- **ЗАДАНИЕ**:
Какой рисунок из журнала «Нива» слился в сознании пишущего с мелодией Вагнера «Полёт валькирии», согласно воспоминаниям ниже?

- **ТЕКСТ**:
= = = = = = =
Впечатления, почерпнутые мной в результате общения с семьёй Залесского, были в чём-то созвучны с моими детскими впечатлениями, занимавшими меня в пору раннего детства, когда в книжном шкафу деда Егора я нашел альбомы с образами мифов древней Греции. Тогда эти альбомы, населенные обнаженными нимфами и козлоногими сатирами, красочно говорили о юной женской красоте. Как сложилась судьба сыновей владельца мельницы на притоке Оки – Вашане, я не знаю. Впрочем, впоследствии, в Алексине до меня доходили слухи о жизни Михалька (Михаила Павловича Залесского). Вроде, он пережил войну и жил в Алексине в свои зрелые годы, но я с ним в то время не встречался.

Потом в юности, когда у меня определили понятие «абсолютный слух» и стало ясно, что моя семья неспособна учить меня музыке (я в то время жил вдвоём с матерью на её зарплату в 35 рублей), я пристрастился с постоянным вниманием к чёрной тарелке – репродуктору, через которую Москва передавала классическую музыку. Внимая музыкальным передачам, я забывал, что надо делать домашние задания. Услышанная мною мелодия Вагнера «Полёт валькирии», заставила меня вспомнить давнее впечатление, полученное мною при просмотре рисунка «Битва в Тевтобургском лесу» в журнале «Нива», в книжном шкафу деда Егора. Это впечатление слилось в моём сознании с мелодией Вагнера настолько, что я уже не мог отделить одно от другого.
= = = = = = =
[Данные о локализации точек]

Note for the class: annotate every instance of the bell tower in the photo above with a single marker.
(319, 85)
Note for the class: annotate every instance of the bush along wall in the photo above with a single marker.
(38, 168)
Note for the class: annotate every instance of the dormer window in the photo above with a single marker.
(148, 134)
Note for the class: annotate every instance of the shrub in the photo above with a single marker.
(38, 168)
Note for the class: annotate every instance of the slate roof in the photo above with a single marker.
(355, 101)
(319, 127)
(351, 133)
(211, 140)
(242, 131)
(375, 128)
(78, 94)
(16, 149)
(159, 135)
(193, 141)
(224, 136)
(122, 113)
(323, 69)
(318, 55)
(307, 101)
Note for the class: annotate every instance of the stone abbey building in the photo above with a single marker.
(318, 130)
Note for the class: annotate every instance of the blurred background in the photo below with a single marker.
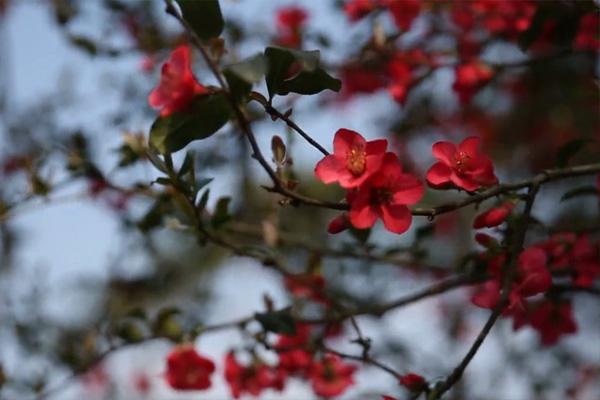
(92, 255)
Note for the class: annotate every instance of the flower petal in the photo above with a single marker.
(444, 151)
(438, 174)
(470, 145)
(378, 146)
(464, 182)
(345, 140)
(330, 169)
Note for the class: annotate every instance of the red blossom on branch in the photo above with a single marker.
(553, 320)
(353, 159)
(294, 358)
(462, 166)
(188, 370)
(178, 85)
(290, 21)
(252, 378)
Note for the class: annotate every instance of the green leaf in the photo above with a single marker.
(203, 200)
(277, 321)
(221, 214)
(204, 16)
(296, 71)
(311, 82)
(187, 165)
(568, 150)
(241, 76)
(207, 114)
(579, 192)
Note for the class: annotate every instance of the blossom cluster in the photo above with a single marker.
(564, 257)
(328, 375)
(377, 187)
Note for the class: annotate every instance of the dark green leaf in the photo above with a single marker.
= = = = = = =
- **ПИСЬМЕННЫЙ ОТВЕТ**:
Рисунок «Битва в Тевтобургском лесу».